:: The records

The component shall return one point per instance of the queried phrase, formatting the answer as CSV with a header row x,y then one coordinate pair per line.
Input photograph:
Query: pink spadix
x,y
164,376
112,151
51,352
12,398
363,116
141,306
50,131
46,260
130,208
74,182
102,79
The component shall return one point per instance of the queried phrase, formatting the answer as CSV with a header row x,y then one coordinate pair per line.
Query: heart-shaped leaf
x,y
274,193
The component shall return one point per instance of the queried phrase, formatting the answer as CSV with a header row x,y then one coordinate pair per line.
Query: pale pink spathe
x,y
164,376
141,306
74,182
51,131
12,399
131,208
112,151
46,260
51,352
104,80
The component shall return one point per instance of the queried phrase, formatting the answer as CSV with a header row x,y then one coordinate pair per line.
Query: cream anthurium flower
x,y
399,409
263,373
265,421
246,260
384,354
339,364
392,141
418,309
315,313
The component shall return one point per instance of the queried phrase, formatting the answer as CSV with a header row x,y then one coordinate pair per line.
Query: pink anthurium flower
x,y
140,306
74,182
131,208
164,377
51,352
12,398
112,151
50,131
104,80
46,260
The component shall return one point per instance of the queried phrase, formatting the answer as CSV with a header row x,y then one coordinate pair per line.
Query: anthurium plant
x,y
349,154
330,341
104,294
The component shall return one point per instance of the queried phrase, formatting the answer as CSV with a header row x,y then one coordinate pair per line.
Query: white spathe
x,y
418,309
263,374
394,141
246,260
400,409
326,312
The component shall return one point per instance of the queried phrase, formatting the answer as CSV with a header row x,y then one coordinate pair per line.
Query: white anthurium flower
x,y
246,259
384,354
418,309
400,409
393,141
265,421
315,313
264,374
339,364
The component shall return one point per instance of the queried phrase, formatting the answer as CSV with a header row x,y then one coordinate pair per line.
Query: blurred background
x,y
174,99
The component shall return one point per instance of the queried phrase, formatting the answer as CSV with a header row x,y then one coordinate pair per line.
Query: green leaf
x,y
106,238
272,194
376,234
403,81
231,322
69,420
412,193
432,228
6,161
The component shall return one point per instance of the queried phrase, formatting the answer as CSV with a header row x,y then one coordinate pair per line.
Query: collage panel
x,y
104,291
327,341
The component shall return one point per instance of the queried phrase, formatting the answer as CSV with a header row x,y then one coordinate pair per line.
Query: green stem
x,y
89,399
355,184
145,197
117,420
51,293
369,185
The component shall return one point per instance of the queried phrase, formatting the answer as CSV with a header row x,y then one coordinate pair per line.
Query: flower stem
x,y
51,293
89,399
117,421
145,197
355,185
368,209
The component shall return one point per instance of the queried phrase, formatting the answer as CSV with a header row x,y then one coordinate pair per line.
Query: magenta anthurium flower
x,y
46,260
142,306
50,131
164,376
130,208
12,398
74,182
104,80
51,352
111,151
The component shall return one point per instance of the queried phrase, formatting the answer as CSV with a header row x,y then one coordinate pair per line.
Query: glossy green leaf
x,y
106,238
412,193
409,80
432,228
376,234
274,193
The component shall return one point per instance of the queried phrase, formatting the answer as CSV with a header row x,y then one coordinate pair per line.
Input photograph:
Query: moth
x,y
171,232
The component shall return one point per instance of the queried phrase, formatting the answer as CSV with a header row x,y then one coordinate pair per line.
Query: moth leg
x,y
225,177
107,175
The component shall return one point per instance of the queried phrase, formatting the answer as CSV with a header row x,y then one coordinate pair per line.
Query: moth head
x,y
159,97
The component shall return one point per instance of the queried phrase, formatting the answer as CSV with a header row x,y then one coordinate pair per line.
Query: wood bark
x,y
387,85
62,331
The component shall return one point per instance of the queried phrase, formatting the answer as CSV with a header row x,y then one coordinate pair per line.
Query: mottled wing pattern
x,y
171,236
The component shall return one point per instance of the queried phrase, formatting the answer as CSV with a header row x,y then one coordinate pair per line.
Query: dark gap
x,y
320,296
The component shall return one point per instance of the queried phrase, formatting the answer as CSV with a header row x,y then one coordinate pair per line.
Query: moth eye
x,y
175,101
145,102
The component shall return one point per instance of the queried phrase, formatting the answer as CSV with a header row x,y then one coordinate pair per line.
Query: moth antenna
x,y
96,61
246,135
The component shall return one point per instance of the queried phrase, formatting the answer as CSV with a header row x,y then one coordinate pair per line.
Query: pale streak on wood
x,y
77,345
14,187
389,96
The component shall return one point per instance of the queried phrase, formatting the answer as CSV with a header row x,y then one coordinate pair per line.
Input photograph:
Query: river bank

::::

Prompt: The records above are to be set down again exactly as written.

Reply to the exercise:
The component shall return one point per instance of the queried phrase, formatting the answer as CSV with a header row x,y then one coordinate pair per line.
Input photograph:
Query: pink spadix
x,y
164,376
112,151
51,352
12,398
363,116
141,306
50,131
46,260
130,208
74,182
102,79
The component shall return one point per instance of the queried phrase, formatting the answer as CSV with a header row x,y then one coordinate pair per line.
Query: heart-shaped leaf
x,y
274,193
The component shall return one point per instance of the queried phrase, formatting the answer as CSV with a header row x,y then one coordinate pair per line.
Query: pale pink spathe
x,y
164,376
141,306
74,182
51,131
12,399
131,208
112,151
46,260
51,352
104,80
The component shall return one point per instance of the queried phrase, formatting the answer as CSV with a header row x,y then one coordinate pair per line.
Query: cream anthurium flower
x,y
399,409
263,373
265,421
246,260
384,354
339,364
392,141
418,309
315,313
The component shall return one point per instance of the queried phrase, formatting the answer as CSV with a header row x,y then one coordinate pair per line.
Query: pink anthurium flower
x,y
140,306
74,182
131,208
164,377
51,352
12,398
112,151
50,131
104,80
46,260
The component shall return one point per instance of the queried phrase, formatting the answer as CSV with a header row x,y then one coordinate pair per line.
Query: anthurium plant
x,y
349,154
330,341
104,294
The component shall return one point per instance of the queried phrase, formatting the answer as CSV with a header row x,y then one coordinate pair per line.
Query: white spathe
x,y
418,309
263,374
394,141
246,260
400,409
326,312
The component shall return one point per instance of the queried phrase, formatting the answer as CSV with a header row x,y then one coordinate pair per line.
Query: white anthurium flower
x,y
246,259
384,354
418,309
400,409
393,141
265,421
315,313
264,374
339,364
The component shall return one point per instance of the queried phrase, formatting the answer as CSV with a header row x,y then one coordinate pair per line.
Query: blurred background
x,y
174,99
The component shall return one point per instance of the queried phrase, formatting the answer as CSV with a header row x,y then one coordinate pair per line.
Query: green leaf
x,y
106,238
272,194
376,234
403,81
231,322
69,420
412,193
432,228
6,161
The component shall return one point per instance of the queried phrase, formatting the answer as CSV with a header row x,y then one coordinate pair per line.
Query: collage panel
x,y
104,291
327,341
The component shall return one point per instance of the queried phrase, formatting the answer as CSV with a header row x,y then one coordinate pair per line.
Query: green stem
x,y
89,399
355,184
145,197
117,420
51,293
369,185
The component shall return one point per instance of the queried phrase, formatting the answer as CSV with a header row x,y then one coordinate pair per line.
Query: flower stem
x,y
51,293
89,399
117,421
145,197
355,185
368,209
The component shall return one point per instance of the queried phrase, formatting the answer as CSV with a header row x,y then one coordinate pair per line.
Query: magenta anthurium flower
x,y
46,260
142,306
50,131
164,376
130,208
12,398
74,182
104,80
51,352
111,151
The component shall return one point per instance of the queried phrase, formatting the answer as CSV with a header row x,y then one coordinate pair per line.
Query: glossy green leaf
x,y
106,238
412,193
409,80
432,228
376,234
274,193
The component shall return one point per instance of the queried phrase, formatting the answer as CSV with a header row x,y then one coordinate pair per line.
Input photograph:
Query: moth
x,y
171,232
The component shall return one point per instance of the queried phrase, formatting the answer as CSV with a header row x,y then one coordinate pair per line.
Query: moth leg
x,y
225,177
107,175
The component shall return one point per instance of the queried phrase, formatting the answer as CSV with a header row x,y then one coordinate pair per line.
Query: moth head
x,y
159,97
The component shall return one point per instance of the queried phrase, formatting the answer as CSV with a header row x,y then one coordinate pair per line.
Query: wood bark
x,y
387,85
62,331
The component shall return one point per instance of the queried phrase, formatting the answer as CSV with a header row x,y then one coordinate pair per line.
Query: mottled wing pattern
x,y
171,236
The component shall return one point per instance of the queried phrase, formatting the answer as CSV with a header row x,y then one coordinate pair per line.
Query: dark gap
x,y
320,296
The component shall return one point per instance of the queried phrase, formatting the answer as CSV with a header row x,y then one coordinate pair per line.
Query: moth eye
x,y
175,101
145,102
The component shall return one point per instance of the queried phrase, formatting the answer as CSV with a header row x,y then one coordinate pair per line.
Query: moth antenna
x,y
96,61
246,135
The component shall return one point per instance of the queried phrase, formatting the answer as CSV with a header row x,y then one coordinate pair per line.
Query: pale streak on wood
x,y
77,345
14,187
389,96
The component shall return one point per instance of the queried phrase, formatting the answer as CSV with a header row x,y then one coordinate pair per line.
Input photograph:
Query: river bank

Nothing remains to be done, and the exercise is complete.